▶ **What the exercise asks**:
Start with the line that holds "Locate the blue". Please copy it and each remaining line below exactly, leaving pictures out.

+ + +

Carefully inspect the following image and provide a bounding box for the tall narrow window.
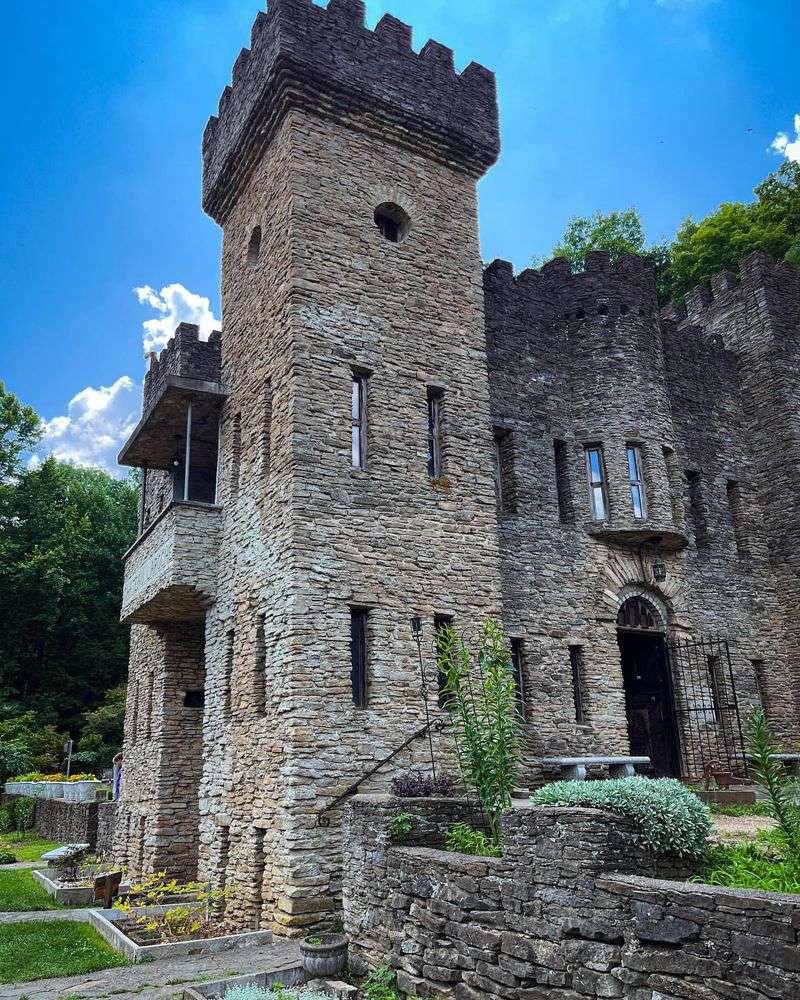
[144,673,154,740]
[553,440,574,523]
[569,646,585,724]
[585,446,608,521]
[253,616,266,716]
[434,614,453,708]
[247,226,262,267]
[493,430,516,514]
[230,413,242,498]
[351,374,368,469]
[663,446,683,524]
[510,637,526,721]
[350,608,368,708]
[686,470,708,548]
[707,655,724,723]
[427,389,443,479]
[224,629,235,720]
[726,480,749,558]
[752,659,768,712]
[626,445,647,519]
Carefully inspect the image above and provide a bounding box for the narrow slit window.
[626,445,647,519]
[752,659,768,712]
[427,389,443,479]
[510,637,526,721]
[707,655,724,724]
[434,614,454,708]
[253,615,266,716]
[553,439,574,523]
[224,629,235,719]
[183,689,205,708]
[726,480,749,558]
[493,430,516,514]
[585,445,608,521]
[351,374,368,469]
[686,470,708,548]
[350,608,368,708]
[569,646,585,724]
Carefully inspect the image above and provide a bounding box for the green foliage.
[710,801,773,817]
[0,920,128,983]
[0,456,137,739]
[387,812,414,842]
[10,797,35,833]
[0,381,41,483]
[0,807,11,835]
[116,871,233,943]
[445,821,502,858]
[532,777,711,859]
[361,965,418,1000]
[745,708,800,857]
[224,988,332,1000]
[437,618,521,846]
[0,835,58,862]
[550,207,647,266]
[0,850,16,865]
[74,684,128,768]
[0,740,33,785]
[0,869,64,912]
[695,841,800,895]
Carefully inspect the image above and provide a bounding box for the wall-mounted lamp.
[638,535,667,584]
[411,615,422,639]
[171,435,182,469]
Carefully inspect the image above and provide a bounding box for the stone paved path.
[0,905,91,924]
[1,938,303,1000]
[1,860,44,870]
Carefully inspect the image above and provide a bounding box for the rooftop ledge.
[118,376,229,469]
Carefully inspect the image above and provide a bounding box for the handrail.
[316,720,444,827]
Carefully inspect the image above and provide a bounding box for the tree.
[0,381,41,481]
[73,684,127,769]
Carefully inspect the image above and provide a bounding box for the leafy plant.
[695,842,800,894]
[52,847,92,882]
[224,987,331,1000]
[437,619,521,846]
[115,872,233,943]
[0,807,12,835]
[390,771,455,798]
[445,821,501,858]
[745,709,800,857]
[0,849,17,865]
[387,812,414,842]
[532,777,711,859]
[361,966,405,1000]
[11,797,35,833]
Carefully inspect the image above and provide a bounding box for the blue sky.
[1,0,798,472]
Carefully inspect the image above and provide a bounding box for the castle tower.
[117,0,504,933]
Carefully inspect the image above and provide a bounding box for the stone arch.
[598,548,682,622]
[616,585,669,630]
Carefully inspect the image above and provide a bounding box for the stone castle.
[115,0,800,933]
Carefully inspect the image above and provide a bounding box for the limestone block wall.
[343,795,800,1000]
[3,795,100,847]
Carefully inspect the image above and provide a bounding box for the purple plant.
[391,771,456,798]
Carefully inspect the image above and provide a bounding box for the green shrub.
[0,740,33,785]
[746,709,800,857]
[387,812,414,842]
[445,822,502,858]
[0,807,12,835]
[531,777,711,859]
[11,798,35,833]
[361,966,411,1000]
[0,850,17,865]
[696,842,800,894]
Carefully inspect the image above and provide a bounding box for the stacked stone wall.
[343,795,800,999]
[4,795,100,847]
[143,323,222,410]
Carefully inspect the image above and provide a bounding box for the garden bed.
[181,966,306,999]
[33,866,131,906]
[89,904,274,962]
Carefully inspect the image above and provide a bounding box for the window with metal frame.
[626,444,647,519]
[350,608,368,708]
[427,389,443,479]
[584,445,608,520]
[351,374,368,469]
[569,645,585,724]
[510,637,526,721]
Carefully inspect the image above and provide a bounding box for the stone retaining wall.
[96,801,117,857]
[4,793,99,847]
[343,795,800,999]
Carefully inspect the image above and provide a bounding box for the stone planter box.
[181,966,305,999]
[64,781,105,802]
[33,867,131,907]
[89,905,274,962]
[44,782,68,799]
[4,781,30,796]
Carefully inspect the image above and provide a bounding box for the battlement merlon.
[201,0,500,225]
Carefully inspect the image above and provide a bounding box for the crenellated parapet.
[201,0,499,224]
[143,324,223,411]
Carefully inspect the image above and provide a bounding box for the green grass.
[710,802,774,817]
[0,920,129,983]
[0,833,59,862]
[0,870,64,911]
[695,842,800,894]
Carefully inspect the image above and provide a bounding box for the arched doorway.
[617,595,680,777]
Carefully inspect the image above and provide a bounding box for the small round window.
[374,202,411,244]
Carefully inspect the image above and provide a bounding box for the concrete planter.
[64,781,103,802]
[181,966,305,999]
[34,867,131,907]
[40,782,67,800]
[4,781,30,796]
[89,905,273,963]
[299,934,348,979]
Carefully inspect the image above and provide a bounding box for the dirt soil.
[711,813,776,843]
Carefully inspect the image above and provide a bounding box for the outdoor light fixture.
[411,615,422,638]
[171,435,182,469]
[651,538,667,583]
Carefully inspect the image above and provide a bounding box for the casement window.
[553,439,574,523]
[434,614,453,708]
[569,646,585,724]
[626,445,647,519]
[584,445,608,521]
[351,374,368,469]
[350,608,368,708]
[427,389,443,479]
[509,638,526,721]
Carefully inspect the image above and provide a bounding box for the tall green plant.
[437,619,521,845]
[746,709,800,857]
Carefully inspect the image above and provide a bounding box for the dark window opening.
[686,470,709,548]
[553,439,574,523]
[170,403,220,505]
[351,373,368,469]
[707,655,724,724]
[427,389,443,479]
[752,659,768,712]
[374,202,411,244]
[493,430,517,514]
[183,689,205,708]
[726,480,750,558]
[569,646,585,724]
[510,637,526,721]
[247,225,262,266]
[617,596,660,631]
[434,614,454,708]
[350,608,368,709]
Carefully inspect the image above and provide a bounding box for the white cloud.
[134,282,220,354]
[37,376,141,475]
[771,114,800,164]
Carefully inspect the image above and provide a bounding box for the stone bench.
[540,756,651,781]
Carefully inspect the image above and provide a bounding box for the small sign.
[94,871,123,909]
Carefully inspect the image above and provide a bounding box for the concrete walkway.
[0,935,303,1000]
[0,905,91,924]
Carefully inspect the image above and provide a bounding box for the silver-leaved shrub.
[531,777,711,858]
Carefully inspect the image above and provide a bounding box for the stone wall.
[96,801,116,857]
[343,795,800,999]
[4,794,100,847]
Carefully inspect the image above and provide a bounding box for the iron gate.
[666,635,748,780]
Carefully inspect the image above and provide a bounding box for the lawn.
[0,869,63,911]
[0,833,59,862]
[0,920,128,983]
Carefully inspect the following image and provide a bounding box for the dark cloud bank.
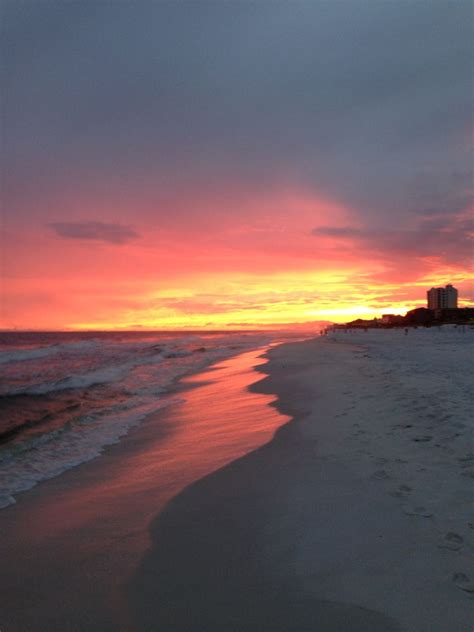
[3,1,473,233]
[313,214,473,268]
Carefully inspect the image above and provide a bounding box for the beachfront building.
[381,314,405,325]
[427,284,458,310]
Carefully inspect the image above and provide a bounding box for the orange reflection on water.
[92,346,290,514]
[12,346,289,540]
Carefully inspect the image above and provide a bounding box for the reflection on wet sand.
[0,347,289,631]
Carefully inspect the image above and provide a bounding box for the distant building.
[404,308,435,326]
[381,314,405,325]
[434,307,474,323]
[427,284,458,310]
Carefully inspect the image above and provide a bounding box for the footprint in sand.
[438,532,464,551]
[441,414,454,422]
[371,469,390,480]
[403,505,433,518]
[389,484,412,498]
[452,573,474,593]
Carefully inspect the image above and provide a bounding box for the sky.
[1,0,473,330]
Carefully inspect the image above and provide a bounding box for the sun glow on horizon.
[2,190,472,332]
[4,269,467,332]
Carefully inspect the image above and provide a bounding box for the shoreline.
[130,334,473,631]
[129,338,402,631]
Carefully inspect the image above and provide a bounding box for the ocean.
[0,330,280,509]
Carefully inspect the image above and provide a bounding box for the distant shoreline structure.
[328,284,474,330]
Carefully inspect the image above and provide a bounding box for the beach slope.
[130,329,473,631]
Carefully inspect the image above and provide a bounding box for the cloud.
[49,221,140,244]
[312,212,474,269]
[3,1,472,228]
[312,226,362,237]
[407,170,473,217]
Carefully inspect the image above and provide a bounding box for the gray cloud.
[312,226,362,237]
[3,1,473,232]
[312,214,473,267]
[49,221,140,244]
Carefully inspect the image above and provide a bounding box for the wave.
[0,340,100,365]
[0,341,212,397]
[0,396,183,509]
[0,332,278,509]
[3,351,166,396]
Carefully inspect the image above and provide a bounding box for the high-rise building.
[427,284,458,309]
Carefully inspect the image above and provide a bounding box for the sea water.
[0,330,279,508]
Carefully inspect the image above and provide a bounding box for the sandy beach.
[130,329,473,631]
[250,331,474,631]
[1,330,473,631]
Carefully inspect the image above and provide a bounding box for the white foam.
[0,396,184,509]
[0,340,100,365]
[3,351,166,396]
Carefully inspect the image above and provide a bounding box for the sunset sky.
[2,1,473,330]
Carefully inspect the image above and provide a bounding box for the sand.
[129,333,473,631]
[1,332,473,630]
[249,334,473,631]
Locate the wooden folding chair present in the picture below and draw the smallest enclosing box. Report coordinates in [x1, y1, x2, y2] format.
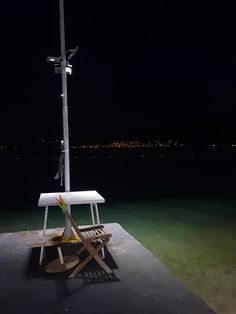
[63, 209, 112, 278]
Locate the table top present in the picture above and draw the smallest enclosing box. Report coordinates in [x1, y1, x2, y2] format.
[38, 190, 105, 207]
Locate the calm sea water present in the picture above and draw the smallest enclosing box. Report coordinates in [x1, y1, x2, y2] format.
[0, 151, 236, 231]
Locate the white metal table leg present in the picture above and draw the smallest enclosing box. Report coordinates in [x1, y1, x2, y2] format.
[94, 203, 101, 224]
[57, 246, 64, 264]
[39, 206, 48, 266]
[90, 203, 95, 225]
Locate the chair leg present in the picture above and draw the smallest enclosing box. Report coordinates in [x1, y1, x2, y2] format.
[69, 238, 111, 278]
[88, 238, 111, 273]
[69, 256, 92, 278]
[92, 252, 112, 274]
[75, 246, 86, 256]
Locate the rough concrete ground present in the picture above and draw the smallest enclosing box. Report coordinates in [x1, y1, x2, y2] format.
[0, 223, 216, 314]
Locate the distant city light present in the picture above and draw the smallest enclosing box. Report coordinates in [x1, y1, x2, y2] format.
[2, 139, 236, 157]
[71, 140, 186, 149]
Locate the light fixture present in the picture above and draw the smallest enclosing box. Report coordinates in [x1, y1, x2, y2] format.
[53, 62, 72, 75]
[46, 56, 62, 63]
[47, 47, 78, 75]
[66, 64, 72, 75]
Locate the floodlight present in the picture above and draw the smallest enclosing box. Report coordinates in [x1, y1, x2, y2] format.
[47, 56, 61, 63]
[53, 63, 72, 75]
[66, 64, 72, 75]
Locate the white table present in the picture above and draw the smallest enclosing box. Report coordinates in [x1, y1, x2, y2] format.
[38, 190, 105, 266]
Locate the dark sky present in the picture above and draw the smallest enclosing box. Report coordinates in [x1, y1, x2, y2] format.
[1, 0, 236, 144]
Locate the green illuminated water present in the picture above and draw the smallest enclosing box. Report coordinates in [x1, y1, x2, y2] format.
[0, 155, 235, 314]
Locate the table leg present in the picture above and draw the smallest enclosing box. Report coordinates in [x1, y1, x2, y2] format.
[94, 203, 101, 224]
[57, 246, 64, 264]
[90, 204, 95, 225]
[39, 206, 48, 266]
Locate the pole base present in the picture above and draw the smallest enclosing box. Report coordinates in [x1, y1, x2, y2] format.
[45, 255, 79, 273]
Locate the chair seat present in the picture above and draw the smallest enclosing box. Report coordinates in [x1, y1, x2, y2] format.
[80, 225, 112, 241]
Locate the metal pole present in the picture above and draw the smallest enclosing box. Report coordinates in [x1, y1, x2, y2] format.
[59, 0, 72, 237]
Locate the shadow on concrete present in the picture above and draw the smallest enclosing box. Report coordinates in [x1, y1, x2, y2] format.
[25, 244, 119, 282]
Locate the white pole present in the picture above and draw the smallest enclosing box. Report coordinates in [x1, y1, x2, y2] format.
[59, 0, 72, 237]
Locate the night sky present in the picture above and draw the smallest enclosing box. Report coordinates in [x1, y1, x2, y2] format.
[1, 0, 236, 144]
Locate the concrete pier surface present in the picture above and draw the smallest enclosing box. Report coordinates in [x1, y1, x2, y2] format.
[0, 223, 215, 314]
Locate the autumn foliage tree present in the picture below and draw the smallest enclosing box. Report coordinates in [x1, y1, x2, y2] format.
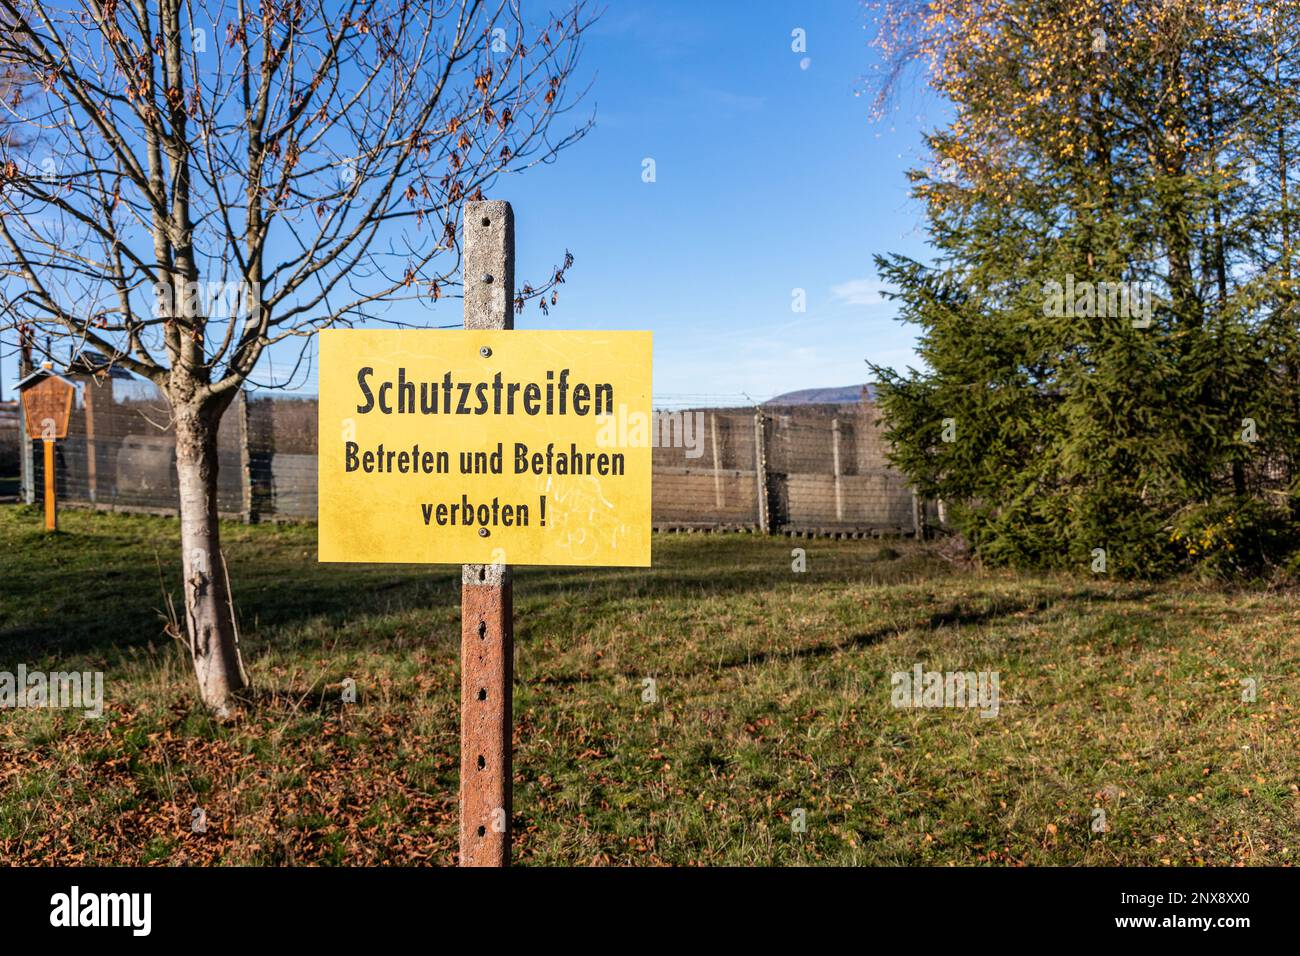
[0, 0, 592, 713]
[867, 0, 1300, 575]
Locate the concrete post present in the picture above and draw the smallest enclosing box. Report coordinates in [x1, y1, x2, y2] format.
[831, 416, 843, 522]
[459, 200, 514, 867]
[754, 409, 769, 533]
[710, 412, 723, 509]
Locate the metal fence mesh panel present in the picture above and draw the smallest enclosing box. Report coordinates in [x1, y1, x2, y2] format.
[247, 395, 317, 520]
[29, 373, 244, 516]
[763, 406, 916, 533]
[0, 404, 21, 480]
[22, 377, 919, 535]
[652, 409, 763, 529]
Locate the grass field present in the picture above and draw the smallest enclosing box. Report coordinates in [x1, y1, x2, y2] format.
[1, 504, 1298, 866]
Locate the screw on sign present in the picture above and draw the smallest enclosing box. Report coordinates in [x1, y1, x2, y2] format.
[18, 365, 76, 533]
[315, 200, 653, 866]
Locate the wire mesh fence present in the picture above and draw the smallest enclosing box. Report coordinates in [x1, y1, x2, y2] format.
[17, 372, 924, 536]
[23, 371, 245, 516]
[0, 403, 21, 486]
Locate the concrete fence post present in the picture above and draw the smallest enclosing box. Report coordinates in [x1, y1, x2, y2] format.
[459, 199, 515, 867]
[238, 390, 254, 524]
[19, 403, 33, 505]
[710, 412, 723, 510]
[754, 409, 770, 533]
[831, 416, 843, 522]
[18, 345, 32, 505]
[84, 375, 98, 503]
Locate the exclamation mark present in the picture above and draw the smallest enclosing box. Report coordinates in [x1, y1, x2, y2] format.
[539, 495, 547, 526]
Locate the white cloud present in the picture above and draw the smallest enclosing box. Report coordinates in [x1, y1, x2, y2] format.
[830, 277, 887, 307]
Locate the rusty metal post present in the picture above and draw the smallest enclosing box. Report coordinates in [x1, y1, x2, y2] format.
[459, 200, 515, 866]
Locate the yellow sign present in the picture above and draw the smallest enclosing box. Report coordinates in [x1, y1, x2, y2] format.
[318, 329, 652, 566]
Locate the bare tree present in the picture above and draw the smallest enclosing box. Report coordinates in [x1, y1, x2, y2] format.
[0, 22, 24, 149]
[0, 0, 592, 715]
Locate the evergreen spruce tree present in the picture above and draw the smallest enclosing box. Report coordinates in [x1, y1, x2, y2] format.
[868, 0, 1299, 575]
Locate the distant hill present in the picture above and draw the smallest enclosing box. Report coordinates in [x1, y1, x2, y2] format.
[768, 384, 876, 405]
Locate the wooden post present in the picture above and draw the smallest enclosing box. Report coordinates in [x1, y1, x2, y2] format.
[831, 417, 843, 522]
[459, 199, 515, 867]
[20, 365, 74, 528]
[43, 439, 56, 531]
[754, 409, 770, 533]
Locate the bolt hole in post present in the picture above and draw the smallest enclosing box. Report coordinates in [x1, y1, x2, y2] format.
[478, 688, 487, 700]
[477, 826, 486, 837]
[477, 755, 486, 770]
[478, 620, 487, 639]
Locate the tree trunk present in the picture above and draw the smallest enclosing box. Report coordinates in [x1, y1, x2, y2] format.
[174, 399, 249, 715]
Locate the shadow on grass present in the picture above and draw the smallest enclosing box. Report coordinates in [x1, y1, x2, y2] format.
[2, 506, 1192, 677]
[532, 588, 1165, 685]
[1, 505, 959, 665]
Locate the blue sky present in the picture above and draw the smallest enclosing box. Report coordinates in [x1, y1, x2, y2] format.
[2, 1, 941, 406]
[500, 0, 939, 405]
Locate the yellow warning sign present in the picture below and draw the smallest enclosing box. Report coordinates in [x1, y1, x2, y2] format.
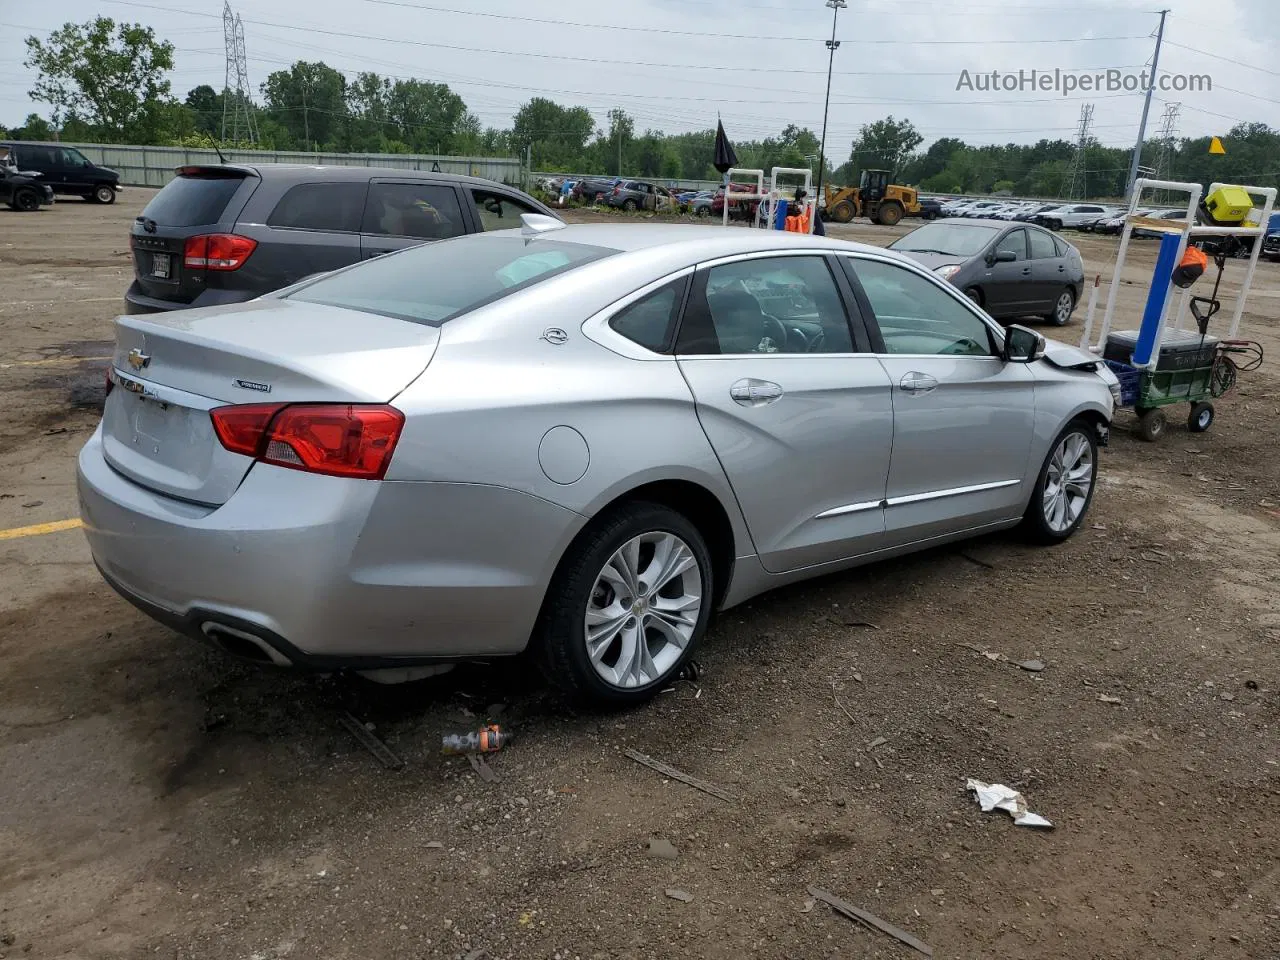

+ + +

▶ **Response for this exercise**:
Locate the blue sky present in the picture above and draw the smallest enclosing box. Report coordinates in [x1, y1, x2, y2] format.
[2, 1, 941, 406]
[500, 0, 939, 405]
Locate the yellow warning sign present in the picture below and draw the smallest enclosing box. Report coordinates in [x1, y1, x2, y2] format.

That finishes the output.